* start ARTICLE *

Spark - Read csv file with quotes

46 views Asked by At

We have the following in a csv file:

DI_SEQUENCE_NUMBER;DI_OPERATION_TYPE;MANDT;SPRAS;MVGR2;BEZEI;SRC_SYSTEM;LOAD_DATE;ODQ_CHANGEMODE;ODQ_ENTITYCNTR
76;"I";"220";"E";"200";"SAUGNAPF:BX75P:30/60M.FILT;G3/8""AU1/8"";"D16";"20231017T114626";"C";1
77;"I";"220";"E";"201";"COMPOTS AND FRUIT DRINKS";"D16";"20231017T114626";"C";1

Row 76 is causing the problem, we can't find the right options to read correctly. The part that's causing the issue is "SAUGNAPF:BX75P:30/60M.FILT;G3/8""AU1/8"". The original text from system were this csv file is generated is SAUGNAPF:BX75P:30/60M.FILT;G3/8""AU1/8".

We tried with: option("quote", """) option("escape",""")

* end ARTICLE *
* start PROVIDED DATA *

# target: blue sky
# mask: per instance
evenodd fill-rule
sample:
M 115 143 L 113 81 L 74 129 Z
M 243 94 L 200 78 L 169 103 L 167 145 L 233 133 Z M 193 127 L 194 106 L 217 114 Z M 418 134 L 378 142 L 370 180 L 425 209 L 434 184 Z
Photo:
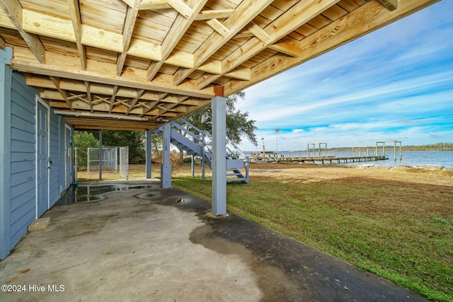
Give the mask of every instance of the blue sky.
M 243 151 L 453 142 L 453 1 L 443 0 L 246 90 Z M 280 129 L 277 134 L 275 128 Z

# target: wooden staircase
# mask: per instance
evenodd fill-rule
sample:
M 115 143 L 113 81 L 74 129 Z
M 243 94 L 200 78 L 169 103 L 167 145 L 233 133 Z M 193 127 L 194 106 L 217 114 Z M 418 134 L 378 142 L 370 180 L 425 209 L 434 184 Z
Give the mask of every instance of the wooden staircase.
M 199 129 L 183 118 L 171 122 L 171 142 L 187 153 L 200 156 L 203 163 L 212 168 L 212 137 Z M 154 132 L 163 136 L 163 127 Z M 248 182 L 248 157 L 234 144 L 226 145 L 226 182 Z M 203 165 L 204 169 L 205 165 Z M 204 171 L 203 171 L 204 172 Z M 204 174 L 204 173 L 203 173 Z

* end PROVIDED DATA *

_WRITTEN INSTRUCTION:_
In the Spark CSV thread, which line of the file does the poster say is causing the problem?

_EXERCISE ANSWER:_
Row 76.